▶ Exercise 1: Using the news article on EU research spending, decide whether each statement agrees with it: (a) Johannes Hahn is the prospective commissioner for budget; (b) Hahn's confirmation hearing in the parliament took place on a Tuesday; (c) Kadri Simson is the proposed new head of energy. Answer yes or no for each, quoting the words of the article that decide it.

▶ Document section:
04 Oct 2019   |   News

EU should prioritise research spending say commissioners-in-waiting

At confirmation hearings, Johannes Hahn told MEPs a ‘compromise’ on agriculture and cohesion is needed to divert funds to research, while proposed new head of energy, Kadri Simson said the EU will not meet carbon targets unless it invests more in R&I

Kadri Simson and Johannes Hahn. Photo: European Parliament

Throughout a week of parliamentary hearings, candidates for EU’s top jobs have pledged increased support for research and innovation at the expense of other programmes such as cohesion and agriculture, in a show of the collective commitment to shift political priorities in Brussels.

Prospective commissioner for budget, Austria’s Johannes Hahn told MEPs the EU’s long-term budget for 2021-27 must reflect the change in investment priorities, and more funds will need to be allocated to research at the expense of cohesion and agriculture budgets. “We need to modernise the [multiannual financial framework] and we need to make compromises,” Hahn said during his confirmation hearing in the parliament on Thursday.

▶ Exercise 2: Write out everything in the listing from its start down to the line containing "positive clicks: (11, 268) (0, 268) (1, 227)", with both ends included. Leave the pictures out.

▶ Raw data:

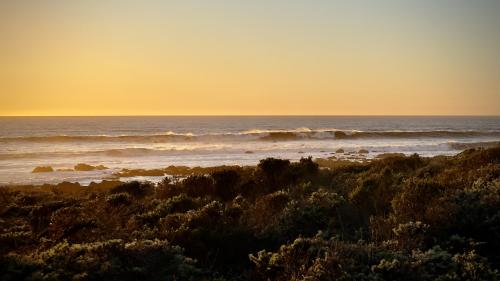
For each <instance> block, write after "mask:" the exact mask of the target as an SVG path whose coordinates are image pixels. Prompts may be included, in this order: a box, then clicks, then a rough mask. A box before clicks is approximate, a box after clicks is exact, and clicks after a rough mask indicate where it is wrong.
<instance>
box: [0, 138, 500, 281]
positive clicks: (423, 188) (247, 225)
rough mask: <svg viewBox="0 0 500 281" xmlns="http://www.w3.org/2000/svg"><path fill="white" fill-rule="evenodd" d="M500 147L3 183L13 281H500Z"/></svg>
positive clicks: (11, 268) (0, 268) (1, 227)
mask: <svg viewBox="0 0 500 281" xmlns="http://www.w3.org/2000/svg"><path fill="white" fill-rule="evenodd" d="M499 270H500V147H496V148H490V149H475V150H466V151H464V152H463V153H461V154H459V155H456V156H453V157H444V156H438V157H433V158H422V157H419V156H418V155H413V156H409V157H405V156H401V155H394V156H390V157H386V158H383V159H379V160H375V161H372V162H369V163H356V162H346V161H335V160H324V159H323V160H321V161H320V162H315V161H313V160H312V159H311V158H303V159H301V160H300V161H299V162H290V161H288V160H282V159H273V158H268V159H264V160H262V161H261V162H260V164H259V165H257V166H256V167H244V168H241V167H231V168H227V169H216V170H214V171H212V172H210V173H195V174H192V175H190V176H188V177H187V178H185V179H183V180H179V179H174V180H172V179H171V178H165V180H163V181H162V182H161V183H159V184H152V183H147V182H142V183H141V182H130V183H123V184H121V185H118V186H115V185H113V186H110V187H109V188H107V189H106V188H101V189H99V190H97V189H90V188H89V189H88V190H85V189H79V191H78V192H76V191H73V192H72V191H71V190H69V189H67V188H66V189H57V186H56V187H54V188H52V189H47V188H44V189H36V188H26V189H23V190H20V189H14V188H10V187H3V188H0V280H318V281H319V280H353V281H354V280H373V281H375V280H377V281H379V280H410V281H411V280H415V281H416V280H443V281H444V280H498V279H500V272H499Z"/></svg>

▶ Task response 1:
(a) Yes: "Prospective commissioner for budget, Austria’s Johannes Hahn"
(b) No: "during his confirmation hearing in the parliament on Thursday"
(c) Yes: "proposed new head of energy, Kadri Simson"

▶ Task response 2:
For each <instance> block, write after "mask:" the exact mask of the target as an SVG path whose coordinates are image pixels. Prompts may be included, in this order: a box, then clicks, then a rough mask. A box before clicks is approximate, a box after clicks is exact, and clicks after a rough mask indicate where it is wrong.
<instance>
box: [0, 138, 500, 281]
positive clicks: (423, 188) (247, 225)
rough mask: <svg viewBox="0 0 500 281" xmlns="http://www.w3.org/2000/svg"><path fill="white" fill-rule="evenodd" d="M500 147L3 183L13 281H500Z"/></svg>
positive clicks: (11, 268) (0, 268) (1, 227)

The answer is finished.